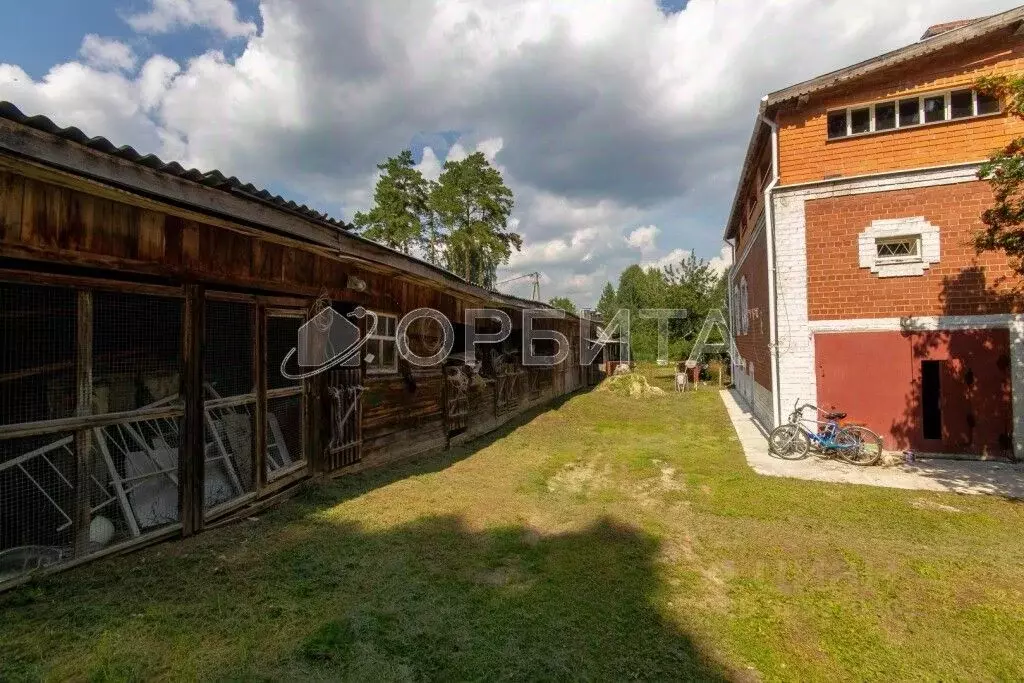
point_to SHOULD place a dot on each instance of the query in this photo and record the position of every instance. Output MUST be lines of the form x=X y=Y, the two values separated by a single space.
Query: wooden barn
x=144 y=311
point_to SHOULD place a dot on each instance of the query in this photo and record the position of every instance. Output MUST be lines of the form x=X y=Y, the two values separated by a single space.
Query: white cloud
x=722 y=261
x=602 y=117
x=643 y=238
x=674 y=257
x=166 y=15
x=430 y=165
x=107 y=53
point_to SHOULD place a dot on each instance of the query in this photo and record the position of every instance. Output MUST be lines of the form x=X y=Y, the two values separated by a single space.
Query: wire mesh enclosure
x=229 y=401
x=136 y=350
x=284 y=402
x=89 y=421
x=37 y=352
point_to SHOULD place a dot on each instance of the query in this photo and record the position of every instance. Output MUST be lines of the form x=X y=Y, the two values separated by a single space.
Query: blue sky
x=39 y=34
x=620 y=125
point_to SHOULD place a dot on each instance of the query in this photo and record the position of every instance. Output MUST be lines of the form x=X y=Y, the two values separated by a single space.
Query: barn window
x=382 y=346
x=927 y=109
x=898 y=249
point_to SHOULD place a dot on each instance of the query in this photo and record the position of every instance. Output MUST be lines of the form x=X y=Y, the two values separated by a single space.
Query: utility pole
x=537 y=283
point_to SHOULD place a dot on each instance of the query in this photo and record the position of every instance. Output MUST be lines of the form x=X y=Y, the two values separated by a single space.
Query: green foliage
x=473 y=205
x=564 y=303
x=1005 y=172
x=691 y=286
x=399 y=205
x=461 y=220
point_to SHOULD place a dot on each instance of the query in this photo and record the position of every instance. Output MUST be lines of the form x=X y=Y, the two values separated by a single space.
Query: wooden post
x=259 y=373
x=192 y=457
x=83 y=437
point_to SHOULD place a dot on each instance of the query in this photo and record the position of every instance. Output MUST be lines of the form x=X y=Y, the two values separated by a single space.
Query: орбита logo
x=329 y=339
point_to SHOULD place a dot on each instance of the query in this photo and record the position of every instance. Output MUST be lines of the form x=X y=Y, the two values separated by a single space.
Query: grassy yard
x=607 y=538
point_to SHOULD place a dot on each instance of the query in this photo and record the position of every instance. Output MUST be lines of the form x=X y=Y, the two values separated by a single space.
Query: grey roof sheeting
x=967 y=31
x=212 y=178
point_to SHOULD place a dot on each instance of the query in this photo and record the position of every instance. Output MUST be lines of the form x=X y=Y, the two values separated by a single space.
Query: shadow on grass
x=428 y=600
x=309 y=593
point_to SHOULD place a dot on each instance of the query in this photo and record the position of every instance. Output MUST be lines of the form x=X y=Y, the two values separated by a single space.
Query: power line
x=537 y=283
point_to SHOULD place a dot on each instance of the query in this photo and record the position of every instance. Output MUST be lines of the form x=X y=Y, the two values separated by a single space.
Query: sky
x=620 y=125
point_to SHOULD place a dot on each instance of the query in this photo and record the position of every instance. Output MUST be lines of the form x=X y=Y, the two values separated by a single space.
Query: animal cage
x=92 y=416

_Exercise instructions_.
Without the pictures, print the whole listing exactly as given.

_Response for this exercise_.
point_to SHOULD place a dot on each instance of the query in this photo and record the position of every instance. Output MUST be lines of the form x=X y=Y, the two values separated by a single space.
Query: wooden barn
x=144 y=311
point_to SHOULD place a dot on each instance of the query in this photo and record the position of every instance. Output MUST be lines of the form x=X y=Y, the two values separated by a single space.
Query: white cloud
x=722 y=261
x=602 y=117
x=643 y=238
x=674 y=257
x=166 y=15
x=430 y=165
x=107 y=53
point_to SHOULD place a dot on each instance of the query in this photo and record the position of every instance. Output MUST be lines of the form x=X y=Y, the two values separated by a single space.
Query: wire mesh enclosure
x=229 y=401
x=136 y=350
x=284 y=402
x=89 y=421
x=37 y=352
point_to SHOULD place a dot on each instance of the query in this photo and record the position of every instance. Output MUST be lines of the form x=X y=Y, the two values separated by a single space.
Query: blue sky
x=39 y=34
x=620 y=125
point_to SHOULD place a dot on each instance of the query in this photo and record the position of every instance. Output MUST be lines of the form x=X y=Y, the two values separated by a single space.
Query: barn window
x=382 y=346
x=927 y=109
x=898 y=249
point_to SHOULD place a dot on each instance of the query in this photo and record the position of every instance. Output MUST be lines of the form x=X y=Y, the two values separated by a single space.
Query: utility pole
x=537 y=283
point_to SHOULD place a dot on each instance of the query in this photo and record the position of every instance. Output MUST be lines of the form x=X y=Y, the two values separated by a single space.
Query: green foliage
x=473 y=205
x=564 y=303
x=1005 y=172
x=691 y=286
x=399 y=205
x=461 y=220
point_to SHOULD place a dot on each instance of the query in this photo and record the position of every instance. Output MUST be lines of the form x=X y=Y, the two values separated by a single space.
Query: wooden post
x=259 y=373
x=192 y=457
x=83 y=437
point_to SHOULD place a dot on each instance of the query in this photo and record the position of every instance. Output MUST be lines of the form x=X y=Y, the two values separated by a single space.
Query: орбита logo
x=329 y=339
point_to SHOULD place a dot on each instance of the query in this photo and record the position of every instance. Output MUST be lines of the form x=X y=Y, the two values separated by a single space.
Query: grassy yard
x=607 y=538
point_to SHOULD place a dot on each instance of the query in this photo and record the position of every instance. Output MUST be lines of the form x=X y=Y, the two values separated by a single space.
Query: grey roof sheeting
x=967 y=31
x=212 y=178
point_to SHOULD place a dot on each instance of the query in this photo and record the position of every instance. Output MUST be lines of the form x=X y=Y, the two values separated by a single space.
Query: shadow on grass
x=428 y=600
x=309 y=593
point_to SHOULD place a dot on each instance of the query in this photo and record the position of every instance. Output MUST be lines of the form x=X y=Y, the two values separated by a single space.
Query: power line
x=537 y=283
point_to SHOULD place a dot on each instance of the query in this photo and record the position of every instance. Output MUST be lines of the form x=X y=Y, the two values separated by a single space.
Query: sky
x=620 y=125
point_to SHOULD place a dot on each instance of the query in this photo and record the position of every instance. Output MUST be lines of the form x=X y=Y, the two values separated by a single space.
Query: animal cage
x=92 y=416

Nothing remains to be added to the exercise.